AIM: Repeat a passage from the article about Bryn Haworth word for word, beginning at the words "Lancashire-born slide guitarist" and stopping after "advocating for change.".

QUOTED PASSAGE:
Inspiring Stories
Inspiring Stories
Inspiring Stories
Inspiring Stories
Inspiring Stories

All I need is a home

The amazing story of Bryn Haworth and his thought provoking new music video

Lancashire-born slide guitarist Bryn Haworth rose to fame in the late 1960s, joining "Les Fleur de Lys" in London, which became house band for Atlantic Records. He played one evening with Jimi Hendrix and later co-founded Wolfgang in California. Returning to England, he signed with Island Records, releasing his debut LP "Let The Days Go By". Bryn's career includes recording as a session guitar player with renowned artists like Chris de Burgh, Cliff Richard and Gerry Rafferty, alongside numerous radio and TV appearances. In 1974, Bryn and his wife Sally became Christians, leading him to create 14 Gospel CDs and dedicate himself to prison ministries. His latest video "All I Need Is A Home" addresses homelessness, drawing from his own experiences and advocating for change.

Bryn speaks to Beccy Riley from Green Pastures about his life and music.

 I’d love to know about your own experiences with homelessness and how it impacted you. Would you mind sharing this part of your story with us?

DATASET EXCERPTS:
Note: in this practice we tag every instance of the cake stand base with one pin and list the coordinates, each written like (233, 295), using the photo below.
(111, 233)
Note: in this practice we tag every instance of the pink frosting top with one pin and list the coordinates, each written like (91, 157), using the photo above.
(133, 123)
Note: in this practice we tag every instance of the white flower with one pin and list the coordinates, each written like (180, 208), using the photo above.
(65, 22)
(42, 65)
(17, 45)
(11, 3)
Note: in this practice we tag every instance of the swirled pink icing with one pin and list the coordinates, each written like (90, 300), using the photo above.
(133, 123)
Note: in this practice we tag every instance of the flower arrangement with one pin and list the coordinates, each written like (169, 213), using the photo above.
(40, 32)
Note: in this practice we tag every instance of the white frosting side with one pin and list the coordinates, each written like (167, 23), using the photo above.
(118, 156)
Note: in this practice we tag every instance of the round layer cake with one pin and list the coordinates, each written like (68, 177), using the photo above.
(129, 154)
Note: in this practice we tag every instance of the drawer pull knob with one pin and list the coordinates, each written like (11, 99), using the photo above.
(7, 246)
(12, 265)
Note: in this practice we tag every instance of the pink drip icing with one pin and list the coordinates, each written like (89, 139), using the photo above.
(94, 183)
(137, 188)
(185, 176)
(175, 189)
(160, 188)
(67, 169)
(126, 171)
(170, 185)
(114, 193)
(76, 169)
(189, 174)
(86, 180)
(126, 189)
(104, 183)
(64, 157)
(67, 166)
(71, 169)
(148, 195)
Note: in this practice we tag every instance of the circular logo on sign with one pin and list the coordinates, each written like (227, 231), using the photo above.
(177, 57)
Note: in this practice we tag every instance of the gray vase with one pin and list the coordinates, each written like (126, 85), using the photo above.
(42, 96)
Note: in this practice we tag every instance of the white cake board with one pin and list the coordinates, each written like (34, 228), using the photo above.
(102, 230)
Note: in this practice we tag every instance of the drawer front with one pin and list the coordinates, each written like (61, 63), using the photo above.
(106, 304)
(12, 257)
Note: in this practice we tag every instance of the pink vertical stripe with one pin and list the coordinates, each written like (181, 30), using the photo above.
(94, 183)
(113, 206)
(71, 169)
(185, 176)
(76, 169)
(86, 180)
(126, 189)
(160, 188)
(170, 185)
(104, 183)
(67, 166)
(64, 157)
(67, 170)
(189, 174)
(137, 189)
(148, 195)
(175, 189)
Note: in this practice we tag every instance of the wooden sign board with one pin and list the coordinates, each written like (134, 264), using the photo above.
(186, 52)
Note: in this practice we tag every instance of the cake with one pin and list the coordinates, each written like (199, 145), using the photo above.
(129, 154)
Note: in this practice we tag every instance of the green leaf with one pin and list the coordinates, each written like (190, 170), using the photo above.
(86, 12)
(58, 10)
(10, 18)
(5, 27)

SOLUTION:
Lancashire-born slide guitarist Bryn Haworth rose to fame in the late 1960s, joining "Les Fleur de Lys" in London, which became house band for Atlantic Records. He played one evening with Jimi Hendrix and later co-founded Wolfgang in California. Returning to England, he signed with Island Records, releasing his debut LP "Let The Days Go By". Bryn's career includes recording as a session guitar player with renowned artists like Chris de Burgh, Cliff Richard and Gerry Rafferty, alongside numerous radio and TV appearances. In 1974, Bryn and his wife Sally became Christians, leading him to create 14 Gospel CDs and dedicate himself to prison ministries. His latest video "All I Need Is A Home" addresses homelessness, drawing from his own experiences and advocating for change.